● TASKS AND EXERCISES
**A.** In the article about nurse Ron Griffin, list the things patients should be asked about.
**B.** Please write out the article about nurse Ron Griffin word for word, from "Listening to patients" to "care for patients.".
**C.** Continue the article about nurse Ron Griffin from its last sentence.

● SUPPLIED TEXT
────
Ron Griffin was a successful executive in the health care industry in 1989 when he was diagnosed with a brain tumor.

"It was like, 'Wow! You might not live as long as you think your going to,' " he said. "Everything turned out fine, but it made me stop and think, 'What do I really want to do?' "

The answer is what he is doing today: bedside nursing, making a difference for people. "It's never fun being in a hospital, but I think I'm able to make the stay a little more tolerable," he said.

Typical of Griffin's style with five to six med/surg patients a shift was his commitment to a difficult patient with a difficult family facing a long stay. Although he was given the opportunity to be assigned to others-just for temporary relief-he declined.

"When you develop a relationship with the family and the patient, and the patient feels comfortable, you can tell by the way they respond," Griffin said. "It was best for me to stay with her. The husband even reached the point that he would go away for a while, which he hadn't done in a long time."

Listening to patients and asking them about needs, desires and schedules are key to satisfied patients, he said. "Too many nurses want to control everything. It should be the patient who has control of their health care."

Since high school, Griffin has been one to help people in need, and to this day he calls on his experience before nursing to care for patients.
────
● SOURCE MATERIAL
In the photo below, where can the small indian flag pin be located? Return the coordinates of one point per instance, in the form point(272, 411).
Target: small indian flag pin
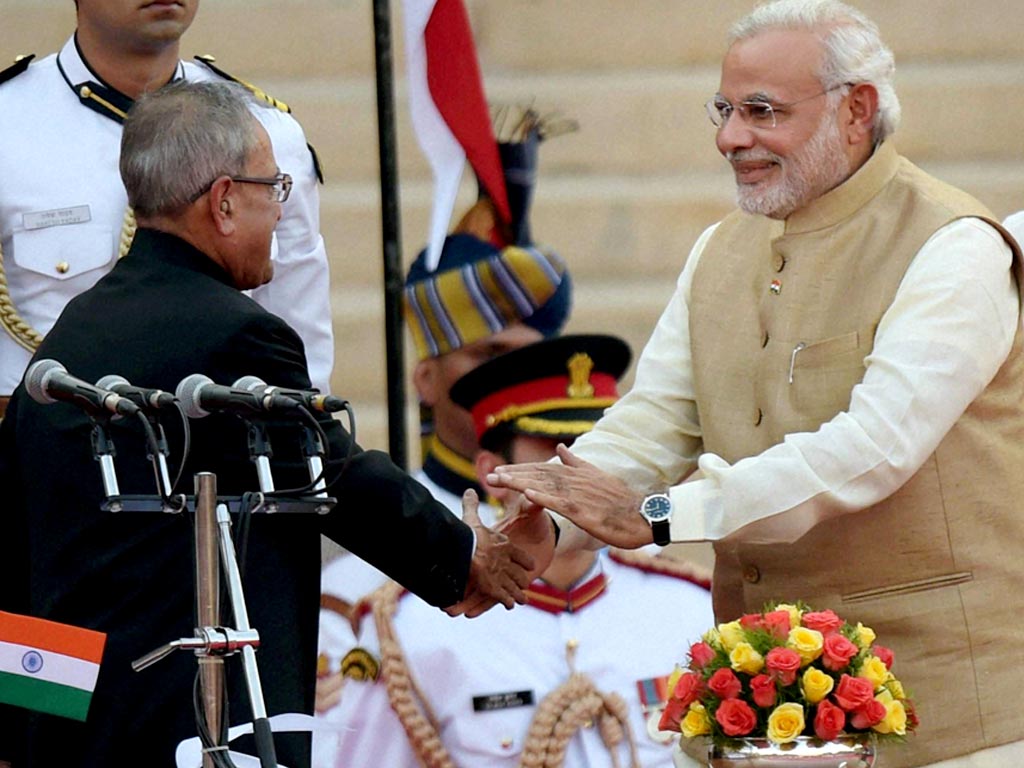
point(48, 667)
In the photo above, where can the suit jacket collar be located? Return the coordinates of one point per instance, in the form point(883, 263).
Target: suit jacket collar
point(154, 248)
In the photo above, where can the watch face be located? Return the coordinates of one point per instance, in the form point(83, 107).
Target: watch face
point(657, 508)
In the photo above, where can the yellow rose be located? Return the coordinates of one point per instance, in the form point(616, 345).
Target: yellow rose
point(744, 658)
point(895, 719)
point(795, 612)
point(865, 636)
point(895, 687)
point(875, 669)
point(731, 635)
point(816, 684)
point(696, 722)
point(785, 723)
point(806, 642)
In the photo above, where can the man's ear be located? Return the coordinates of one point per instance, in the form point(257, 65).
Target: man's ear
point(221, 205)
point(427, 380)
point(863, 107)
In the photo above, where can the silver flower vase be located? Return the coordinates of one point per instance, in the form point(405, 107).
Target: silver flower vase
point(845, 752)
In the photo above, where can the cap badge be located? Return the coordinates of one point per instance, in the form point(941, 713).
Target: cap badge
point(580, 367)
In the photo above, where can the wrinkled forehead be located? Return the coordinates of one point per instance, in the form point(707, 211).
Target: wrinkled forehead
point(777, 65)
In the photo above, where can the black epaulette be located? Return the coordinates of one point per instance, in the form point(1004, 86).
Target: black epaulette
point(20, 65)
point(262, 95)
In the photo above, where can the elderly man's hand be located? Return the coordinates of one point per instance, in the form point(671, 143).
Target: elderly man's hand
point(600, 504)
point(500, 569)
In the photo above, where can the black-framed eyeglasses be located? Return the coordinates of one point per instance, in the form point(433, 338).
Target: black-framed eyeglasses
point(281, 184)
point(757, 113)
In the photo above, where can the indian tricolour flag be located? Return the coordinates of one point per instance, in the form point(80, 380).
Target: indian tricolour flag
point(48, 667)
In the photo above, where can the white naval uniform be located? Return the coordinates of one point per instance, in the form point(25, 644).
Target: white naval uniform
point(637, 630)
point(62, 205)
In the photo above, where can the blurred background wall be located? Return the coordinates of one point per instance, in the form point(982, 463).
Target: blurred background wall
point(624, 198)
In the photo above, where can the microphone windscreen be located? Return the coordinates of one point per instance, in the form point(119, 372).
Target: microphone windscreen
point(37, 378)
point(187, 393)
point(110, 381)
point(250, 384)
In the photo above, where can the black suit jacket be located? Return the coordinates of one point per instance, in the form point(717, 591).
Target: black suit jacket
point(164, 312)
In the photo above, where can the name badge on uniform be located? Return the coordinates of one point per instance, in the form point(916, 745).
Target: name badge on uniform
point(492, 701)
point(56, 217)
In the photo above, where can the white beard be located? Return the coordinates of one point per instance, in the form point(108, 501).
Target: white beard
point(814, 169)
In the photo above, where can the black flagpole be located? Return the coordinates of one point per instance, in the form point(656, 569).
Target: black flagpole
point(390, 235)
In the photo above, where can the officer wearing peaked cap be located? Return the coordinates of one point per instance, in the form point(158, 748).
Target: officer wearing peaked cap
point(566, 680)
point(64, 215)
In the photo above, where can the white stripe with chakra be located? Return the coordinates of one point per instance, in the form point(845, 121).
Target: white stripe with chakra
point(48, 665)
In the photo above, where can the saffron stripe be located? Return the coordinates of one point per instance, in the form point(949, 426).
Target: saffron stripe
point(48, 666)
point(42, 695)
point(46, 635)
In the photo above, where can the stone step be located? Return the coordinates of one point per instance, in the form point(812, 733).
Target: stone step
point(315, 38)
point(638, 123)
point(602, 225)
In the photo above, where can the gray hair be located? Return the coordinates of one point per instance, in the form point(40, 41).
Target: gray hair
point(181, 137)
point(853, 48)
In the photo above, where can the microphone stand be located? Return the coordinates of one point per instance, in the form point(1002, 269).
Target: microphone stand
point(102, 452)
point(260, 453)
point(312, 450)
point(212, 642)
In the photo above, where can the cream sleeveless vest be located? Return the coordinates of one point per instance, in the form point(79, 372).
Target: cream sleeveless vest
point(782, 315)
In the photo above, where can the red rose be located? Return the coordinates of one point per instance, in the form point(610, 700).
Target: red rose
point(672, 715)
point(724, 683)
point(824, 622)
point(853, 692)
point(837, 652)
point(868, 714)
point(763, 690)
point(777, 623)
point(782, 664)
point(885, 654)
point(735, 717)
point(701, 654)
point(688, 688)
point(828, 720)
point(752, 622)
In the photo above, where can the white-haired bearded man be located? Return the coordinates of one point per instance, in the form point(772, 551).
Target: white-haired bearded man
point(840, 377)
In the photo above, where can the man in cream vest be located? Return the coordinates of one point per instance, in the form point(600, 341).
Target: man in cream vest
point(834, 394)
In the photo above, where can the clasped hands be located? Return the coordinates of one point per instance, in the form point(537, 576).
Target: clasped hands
────
● TASK RESULTS
**A.**
- needs
- desires
- schedules

**B.**
Listening to patients and asking them about needs, desires and schedules are key to satisfied patients, he said. "Too many nurses want to control everything. It should be the patient who has control of their health care."

Since high school, Griffin has been one to help people in need, and to this day he calls on his experience before nursing to care for patients.

**C.**
From his beginnings as an orderly in a nursing home in high school, Griffin said he had always been drawn to the medical field. With a degree in political science, he became head of volunteer services at Wichita Falls State Hospital, a psychiatric facility. Then, at the request of a friend, he became a nursing home administrator. He climbed the company ladder to regional director, working in assisted living and retirement living.

Griffin said those years of experience extend beyond the tasks of a nurse clinician to helping patients be involved in their care and get through the maze that is health care today. "A lot of my patients don't know what to do next," he said.

For his colleagues, there rarely is a question of what to do next because Griffin, whether he is functioning as a charge nurse or as a staff nurse, has a reputation of jumping in to help without being asked. "We try to work as a team," he said. "If we have, as most places frequently have, agency nurses, we try to take them under our wing a little bit and help them through the day."

Griffin said he might one day be drawn to the classroom as a nursing instructor. But thinking back to his decision to leave the executive world for bedside care, he said, "I have not regretted it. Not even on payday."